## EXTRACTED TEXT

10/11/2009

Smells like the Daughters of the Revolutions


"In the USSR, there was one floral scent which could be called the scent of success: the scent of Krasnaya Moskva - "Red Moscow," the perfume favored by the Kremlin wives and the country's lucrative Communist party elite. Let's take a whiff of its flowery past.

Packaged in a distinctive crystal bottle with the Kremlin-shaped cap, the floral Krasnaya Moskva perfume was first introduced at an exhibition in 1923, in Paris, and became a hit. The St. Petersburg-based plant Novaya Zarya had to create a multi-year waiting list for its export schedule to meet growing demand from abroad. In Soviet Russia, the perfume became a symbol of success and a hard currency of sorts — a small bottle was used to thank a doctor for a complicated surgery or a city official for granting a free apartment. Young men were expected to bring Krasnaya Moskva when meeting their girlfriends' mothers for the first time, that is if they hoped for a favorable outcome.

A small circle of high-ranking female Communist party officials also preferred Krasnaya Moskva over the famous French fragrancies, claiming that the Soviet-made perfume was better and represented a clear victory of socialist scientists and producers over their capitalist rivals. They would have been surprised to learn that before the Revolution, the proletarian scent of Krasnya Moskva was called the Bouquet of the Empress. The fragrance was developed as a gift to Empress Alexandra Feodorovna, Nicholas The Second's wife, by Henri Brokar, the French-American perfumer who established in Russia in the 19th century. In 1917, Bokar's plant was expropriated and converted into the soap-making factory and the fragrance went to the masses. It stayed popular until the 1950s, when the iron curtain was lifted enough for Channel N°5 aroma to slip in.

Red Moscow perfume had a renaissance as the "people's perfume" in the 70s, when, due to the planned economy's miscalculations, it was priced so cheaply that it attracted the country's alcoholics: it was cheaper and easier to buy two bottles of Krasnaya Moskva than one bottle of brandy (the liquids contained similar amounts of alcohol). There was at least a brief period in Soviet history when Russia's most determined alcoholics smelled like elegant flowers."

## SUPPLIED INFORMATION

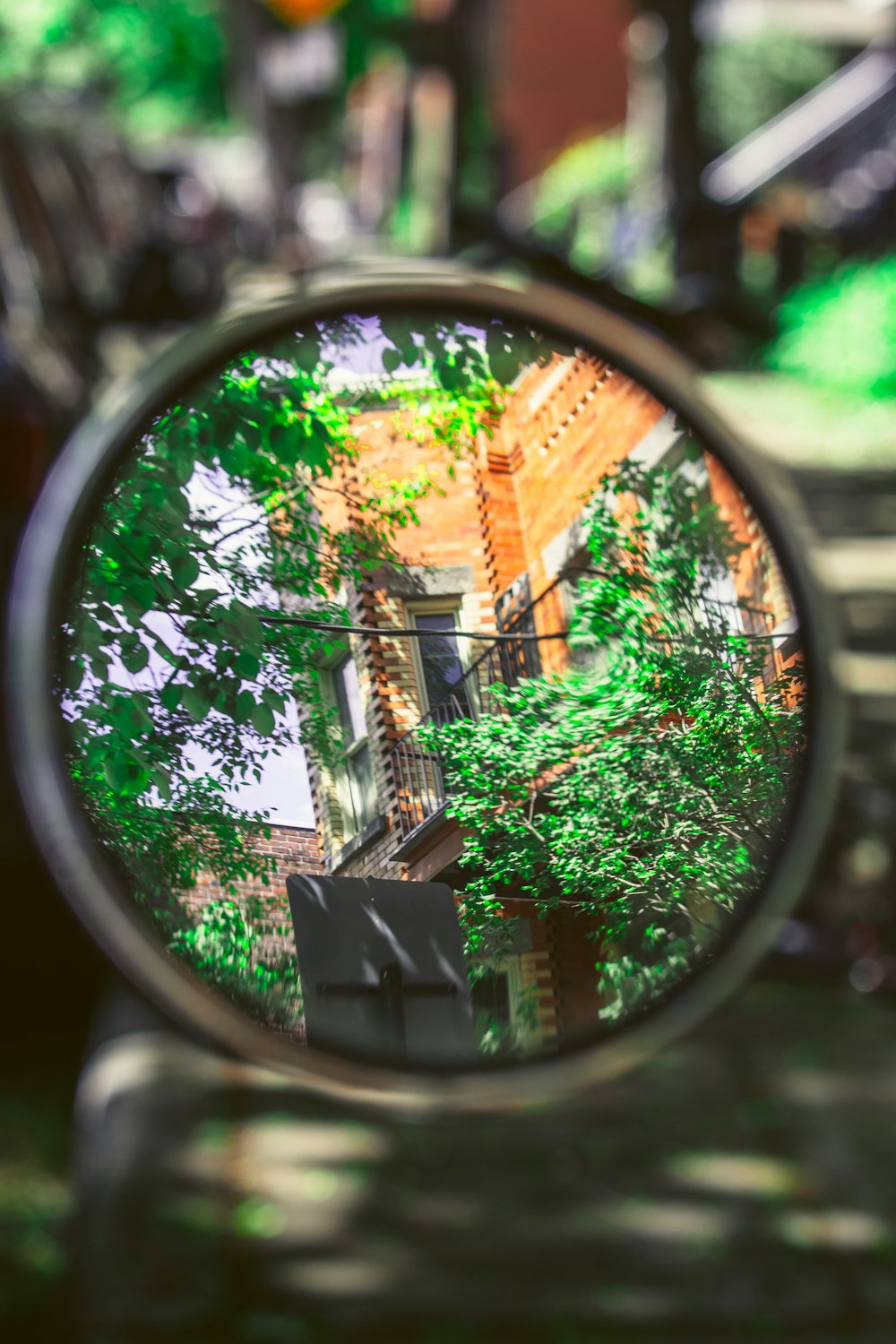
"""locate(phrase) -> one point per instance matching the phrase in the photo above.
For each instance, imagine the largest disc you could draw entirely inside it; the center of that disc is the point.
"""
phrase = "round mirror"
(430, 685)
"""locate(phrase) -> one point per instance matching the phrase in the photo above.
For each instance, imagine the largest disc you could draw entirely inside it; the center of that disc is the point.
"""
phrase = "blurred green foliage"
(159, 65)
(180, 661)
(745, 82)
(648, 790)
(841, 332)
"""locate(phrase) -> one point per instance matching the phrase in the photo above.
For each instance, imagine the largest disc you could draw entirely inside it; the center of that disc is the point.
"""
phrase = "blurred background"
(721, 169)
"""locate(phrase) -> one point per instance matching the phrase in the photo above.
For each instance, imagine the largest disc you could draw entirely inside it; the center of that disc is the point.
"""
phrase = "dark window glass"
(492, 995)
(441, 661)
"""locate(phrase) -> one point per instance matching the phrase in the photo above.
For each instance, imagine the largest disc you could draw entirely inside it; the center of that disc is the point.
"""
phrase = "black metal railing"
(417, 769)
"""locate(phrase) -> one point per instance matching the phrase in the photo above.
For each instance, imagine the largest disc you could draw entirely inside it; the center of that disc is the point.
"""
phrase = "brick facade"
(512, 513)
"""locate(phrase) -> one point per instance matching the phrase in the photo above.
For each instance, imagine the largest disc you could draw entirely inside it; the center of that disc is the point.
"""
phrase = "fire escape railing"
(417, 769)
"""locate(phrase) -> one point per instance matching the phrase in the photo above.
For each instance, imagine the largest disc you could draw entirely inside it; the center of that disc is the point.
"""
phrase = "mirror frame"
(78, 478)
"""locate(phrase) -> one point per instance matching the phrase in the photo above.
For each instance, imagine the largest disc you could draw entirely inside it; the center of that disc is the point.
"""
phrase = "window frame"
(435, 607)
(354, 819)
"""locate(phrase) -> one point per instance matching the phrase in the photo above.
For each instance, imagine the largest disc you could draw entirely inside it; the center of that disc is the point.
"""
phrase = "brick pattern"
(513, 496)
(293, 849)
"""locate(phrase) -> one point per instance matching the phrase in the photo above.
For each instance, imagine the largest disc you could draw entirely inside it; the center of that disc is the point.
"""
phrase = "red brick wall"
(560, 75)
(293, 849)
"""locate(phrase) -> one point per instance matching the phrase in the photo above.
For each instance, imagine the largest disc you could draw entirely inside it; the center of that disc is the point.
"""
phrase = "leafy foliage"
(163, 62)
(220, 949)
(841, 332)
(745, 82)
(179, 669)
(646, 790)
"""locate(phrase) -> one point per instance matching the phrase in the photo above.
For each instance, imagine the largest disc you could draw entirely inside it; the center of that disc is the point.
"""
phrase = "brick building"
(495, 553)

## EXERCISE TASKS
A) In the text about Krasnaya Moskva perfume, where and in what year was the perfume first introduced?
B) Swap "crystal" for "glass" in the Krasnaya Moskva text, writing out the part starting at "Packaged in a" and ending at "a favorable outcome.".

## RESULTS IN ORDER
A) It was first introduced at an exhibition in Paris in 1923.

B)
Packaged in a distinctive glass bottle with the Kremlin-shaped cap, the floral Krasnaya Moskva perfume was first introduced at an exhibition in 1923, in Paris, and became a hit. The St. Petersburg-based plant Novaya Zarya had to create a multi-year waiting list for its export schedule to meet growing demand from abroad. In Soviet Russia, the perfume became a symbol of success and a hard currency of sorts — a small bottle was used to thank a doctor for a complicated surgery or a city official for granting a free apartment. Young men were expected to bring Krasnaya Moskva when meeting their girlfriends' mothers for the first time, that is if they hoped for a favorable outcome.